>> BEGIN Given entries

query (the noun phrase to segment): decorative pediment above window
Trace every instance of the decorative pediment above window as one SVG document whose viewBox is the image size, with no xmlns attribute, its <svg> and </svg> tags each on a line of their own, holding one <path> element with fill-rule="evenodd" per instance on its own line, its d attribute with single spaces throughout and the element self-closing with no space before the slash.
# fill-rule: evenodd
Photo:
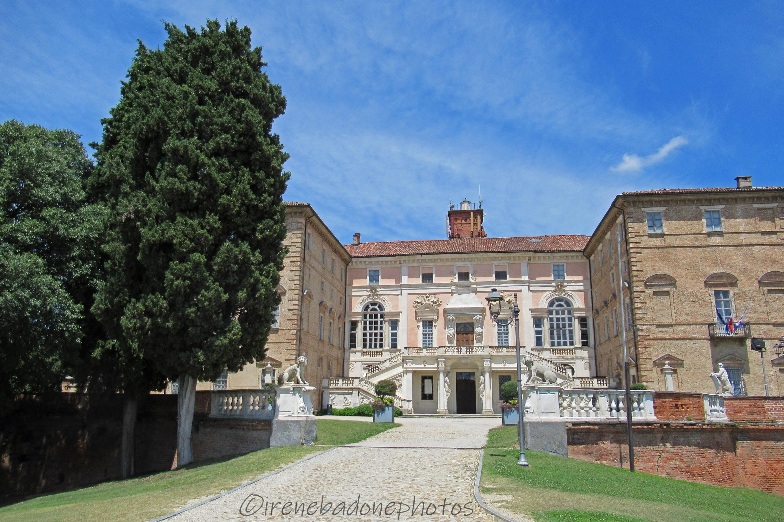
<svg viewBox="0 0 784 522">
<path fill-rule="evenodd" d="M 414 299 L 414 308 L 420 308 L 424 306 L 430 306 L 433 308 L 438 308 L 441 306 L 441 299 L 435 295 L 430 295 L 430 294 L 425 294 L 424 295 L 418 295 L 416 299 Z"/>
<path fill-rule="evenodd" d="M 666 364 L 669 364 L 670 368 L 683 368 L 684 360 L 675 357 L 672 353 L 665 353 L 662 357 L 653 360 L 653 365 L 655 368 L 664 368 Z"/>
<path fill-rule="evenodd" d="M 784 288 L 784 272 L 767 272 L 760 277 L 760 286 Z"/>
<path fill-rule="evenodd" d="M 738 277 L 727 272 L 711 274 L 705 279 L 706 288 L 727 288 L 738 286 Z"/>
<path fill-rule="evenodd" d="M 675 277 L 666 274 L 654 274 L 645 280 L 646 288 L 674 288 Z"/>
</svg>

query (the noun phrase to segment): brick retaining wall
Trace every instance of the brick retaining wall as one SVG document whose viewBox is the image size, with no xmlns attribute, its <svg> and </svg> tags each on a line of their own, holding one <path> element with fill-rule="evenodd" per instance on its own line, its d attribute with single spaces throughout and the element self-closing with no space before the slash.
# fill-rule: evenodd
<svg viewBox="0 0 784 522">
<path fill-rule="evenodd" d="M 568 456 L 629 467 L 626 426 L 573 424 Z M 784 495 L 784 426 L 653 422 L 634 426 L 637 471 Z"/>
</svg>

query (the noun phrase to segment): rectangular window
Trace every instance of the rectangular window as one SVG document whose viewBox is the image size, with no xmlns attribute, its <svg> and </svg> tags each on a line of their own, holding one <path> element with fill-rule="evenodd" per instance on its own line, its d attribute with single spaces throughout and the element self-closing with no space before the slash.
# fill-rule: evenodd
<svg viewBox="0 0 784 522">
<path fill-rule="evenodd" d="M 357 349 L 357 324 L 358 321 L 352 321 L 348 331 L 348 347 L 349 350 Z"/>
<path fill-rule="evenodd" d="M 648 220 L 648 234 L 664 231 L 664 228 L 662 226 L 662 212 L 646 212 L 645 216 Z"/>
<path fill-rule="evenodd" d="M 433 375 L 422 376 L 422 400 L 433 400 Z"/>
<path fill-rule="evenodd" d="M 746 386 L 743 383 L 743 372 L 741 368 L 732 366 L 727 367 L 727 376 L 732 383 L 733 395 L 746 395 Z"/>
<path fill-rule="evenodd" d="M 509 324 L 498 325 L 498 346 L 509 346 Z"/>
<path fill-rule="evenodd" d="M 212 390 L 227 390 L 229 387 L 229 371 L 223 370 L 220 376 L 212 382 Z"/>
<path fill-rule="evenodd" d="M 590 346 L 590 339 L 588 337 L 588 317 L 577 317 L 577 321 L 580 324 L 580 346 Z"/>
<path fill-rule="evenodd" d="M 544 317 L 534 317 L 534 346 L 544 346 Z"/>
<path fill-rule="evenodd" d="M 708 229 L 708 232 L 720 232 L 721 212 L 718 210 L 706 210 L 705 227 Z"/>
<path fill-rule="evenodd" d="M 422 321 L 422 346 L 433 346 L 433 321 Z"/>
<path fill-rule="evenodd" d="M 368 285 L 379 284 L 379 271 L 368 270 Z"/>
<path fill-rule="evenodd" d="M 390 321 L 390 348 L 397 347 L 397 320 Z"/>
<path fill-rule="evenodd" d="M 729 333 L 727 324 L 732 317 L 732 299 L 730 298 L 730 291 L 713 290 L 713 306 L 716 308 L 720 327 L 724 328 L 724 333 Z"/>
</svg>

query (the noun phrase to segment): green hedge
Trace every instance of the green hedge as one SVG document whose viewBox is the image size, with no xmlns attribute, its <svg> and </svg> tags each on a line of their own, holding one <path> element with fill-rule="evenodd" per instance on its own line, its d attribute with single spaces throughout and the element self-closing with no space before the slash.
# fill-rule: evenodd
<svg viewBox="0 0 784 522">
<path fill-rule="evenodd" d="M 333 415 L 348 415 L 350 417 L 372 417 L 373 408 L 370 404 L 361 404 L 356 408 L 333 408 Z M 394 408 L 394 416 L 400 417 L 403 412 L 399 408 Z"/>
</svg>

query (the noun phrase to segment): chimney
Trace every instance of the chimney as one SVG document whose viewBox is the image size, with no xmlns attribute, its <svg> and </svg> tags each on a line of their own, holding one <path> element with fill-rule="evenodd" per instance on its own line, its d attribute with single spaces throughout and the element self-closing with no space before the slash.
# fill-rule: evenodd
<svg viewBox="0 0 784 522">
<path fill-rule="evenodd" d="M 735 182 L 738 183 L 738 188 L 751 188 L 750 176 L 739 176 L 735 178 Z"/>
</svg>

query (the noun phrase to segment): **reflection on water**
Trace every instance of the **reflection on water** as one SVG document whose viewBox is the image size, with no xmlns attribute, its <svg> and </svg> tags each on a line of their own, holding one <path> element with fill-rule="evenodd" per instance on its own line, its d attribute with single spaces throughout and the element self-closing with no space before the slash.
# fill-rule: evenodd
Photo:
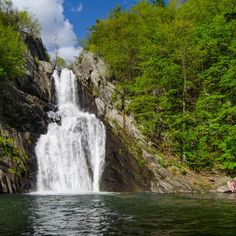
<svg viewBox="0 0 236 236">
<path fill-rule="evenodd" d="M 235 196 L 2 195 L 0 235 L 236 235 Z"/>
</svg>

>> END Given entries

### Aim
Can you reproduce the listing from the line containing "query (the noun phrase to segment): rectangular" through the line containing "Trace every instance of the rectangular", with "arched window" substituted for "rectangular window" and nothing else changed?

### Task result
query (the noun phrase to segment): arched window
Trace every instance of the arched window as one SVG document whose viewBox is the image size, with no xmlns attribute, its <svg> and </svg> tags each on a line of their own, holding one <path> element with fill-rule="evenodd" per instance on its own line, its d attribute with single spaces throughout and the element self-closing with no space before the slash.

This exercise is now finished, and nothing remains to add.